## Required work:
The entries are to be returned exactly, with images left out.
━━━ Task input ━━━
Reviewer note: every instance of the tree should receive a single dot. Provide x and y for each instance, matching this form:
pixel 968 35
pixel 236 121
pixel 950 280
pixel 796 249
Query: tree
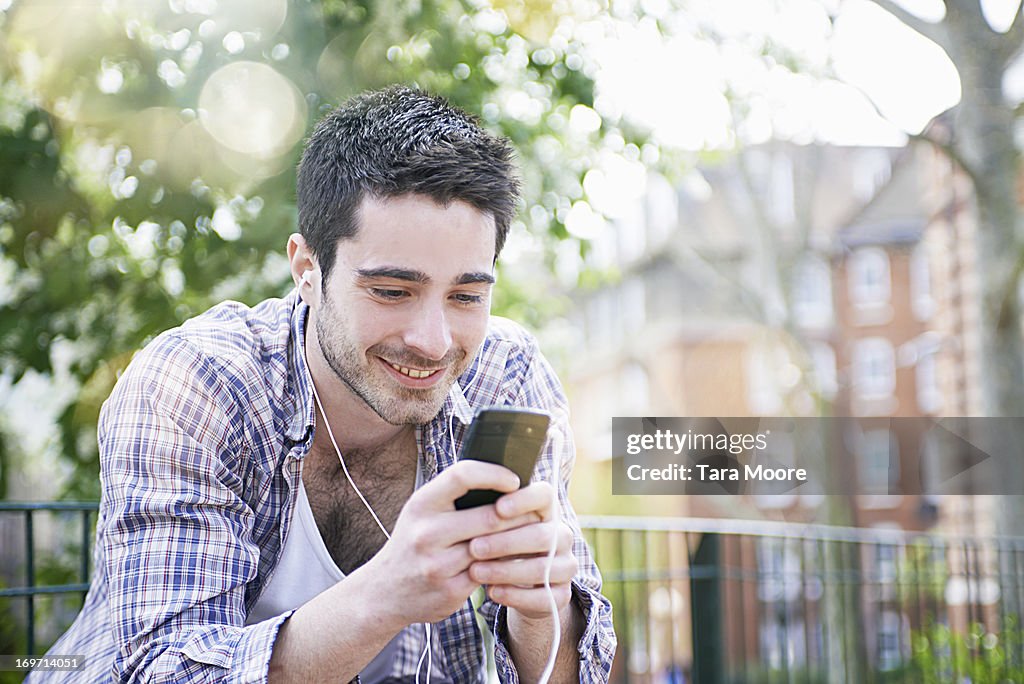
pixel 147 154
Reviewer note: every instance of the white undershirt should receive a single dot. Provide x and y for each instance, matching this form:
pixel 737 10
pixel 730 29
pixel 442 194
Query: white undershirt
pixel 305 569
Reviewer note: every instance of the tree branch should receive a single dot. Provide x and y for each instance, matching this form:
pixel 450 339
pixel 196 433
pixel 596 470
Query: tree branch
pixel 926 29
pixel 1014 38
pixel 949 151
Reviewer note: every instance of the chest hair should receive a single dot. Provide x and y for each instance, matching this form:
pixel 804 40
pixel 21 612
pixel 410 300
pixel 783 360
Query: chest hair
pixel 386 477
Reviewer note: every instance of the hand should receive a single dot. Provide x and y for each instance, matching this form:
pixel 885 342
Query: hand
pixel 424 567
pixel 512 561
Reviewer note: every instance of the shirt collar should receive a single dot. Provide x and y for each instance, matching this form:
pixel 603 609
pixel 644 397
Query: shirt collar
pixel 300 427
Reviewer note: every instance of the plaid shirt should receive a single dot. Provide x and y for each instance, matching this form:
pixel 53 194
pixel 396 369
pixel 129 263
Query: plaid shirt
pixel 202 443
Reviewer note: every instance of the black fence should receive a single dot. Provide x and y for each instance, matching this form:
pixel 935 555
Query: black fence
pixel 723 601
pixel 695 600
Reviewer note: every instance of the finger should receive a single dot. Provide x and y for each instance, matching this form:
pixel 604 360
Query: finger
pixel 532 602
pixel 481 521
pixel 523 571
pixel 463 476
pixel 523 541
pixel 538 497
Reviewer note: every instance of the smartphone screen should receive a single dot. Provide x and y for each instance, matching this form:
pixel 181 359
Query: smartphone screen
pixel 511 437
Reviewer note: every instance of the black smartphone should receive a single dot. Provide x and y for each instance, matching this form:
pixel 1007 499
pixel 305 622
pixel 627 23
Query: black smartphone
pixel 510 437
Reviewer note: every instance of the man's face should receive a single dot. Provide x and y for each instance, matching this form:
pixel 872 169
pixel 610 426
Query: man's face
pixel 406 305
━━━
## Answer for this exercise:
Reviewer note: every instance of the tree should receive a single dot. Provide x and y for each instance, matching this form:
pixel 968 35
pixel 236 121
pixel 950 280
pixel 796 249
Query: tree
pixel 147 154
Reviewer note: every instance of the white undershirt should receive a single dot. Provide x and y for each instance, matching this form:
pixel 737 10
pixel 730 29
pixel 442 194
Query: white undershirt
pixel 305 569
Reviewer note: every instance of the tree branch should receive a single dot. Provide x and y for each instance, matching this form:
pixel 450 339
pixel 196 433
pixel 596 470
Query: tree branch
pixel 926 29
pixel 1014 38
pixel 949 151
Reviewer note: every instance of the chest hair should receive a single dot. Provide x and y for each instance, matching this form:
pixel 804 40
pixel 21 612
pixel 410 300
pixel 783 360
Query: chest hair
pixel 386 477
Reviewer note: every instance of the hand should receive a single dot. Provide x and y for each instance, matching this form:
pixel 885 342
Query: hand
pixel 424 567
pixel 512 561
Reviewer note: every instance of the shirt collar should receive a single dot. Provide x and y for each instance, matching this form:
pixel 603 609
pixel 644 397
Query: shirt collar
pixel 300 427
Reviewer note: every instance of the plaid shirt should receive a single dot. Provide x and y for each instance, matching this form:
pixel 53 194
pixel 396 369
pixel 129 263
Query: plaid shirt
pixel 202 443
Reviewer note: every instance of the black fence should receive a single dot. Provide x and y for each instance, matching this form:
pixel 935 555
Query: black fence
pixel 723 601
pixel 695 600
Reviewer note: every instance of the finger should receive a single dot. Provide x and y for each instance, matching this form:
pixel 604 360
Query: finger
pixel 532 602
pixel 481 521
pixel 523 571
pixel 463 476
pixel 523 541
pixel 538 497
Reviewer note: every instance of the smartphone screen should receive a single dot. Provide x and y for each instance, matching this form:
pixel 181 359
Query: smartphone screen
pixel 511 437
Reviewer note: every instance of the black smartphone should receive a single dot. Provide x and y for each instance, matching this form:
pixel 1007 499
pixel 305 622
pixel 627 23
Query: black smartphone
pixel 510 437
Reviewer note: every instance of the man's face should receive a single dot. Provide x and y for each instance, matching this form:
pixel 872 169
pixel 610 426
Query: man's face
pixel 406 305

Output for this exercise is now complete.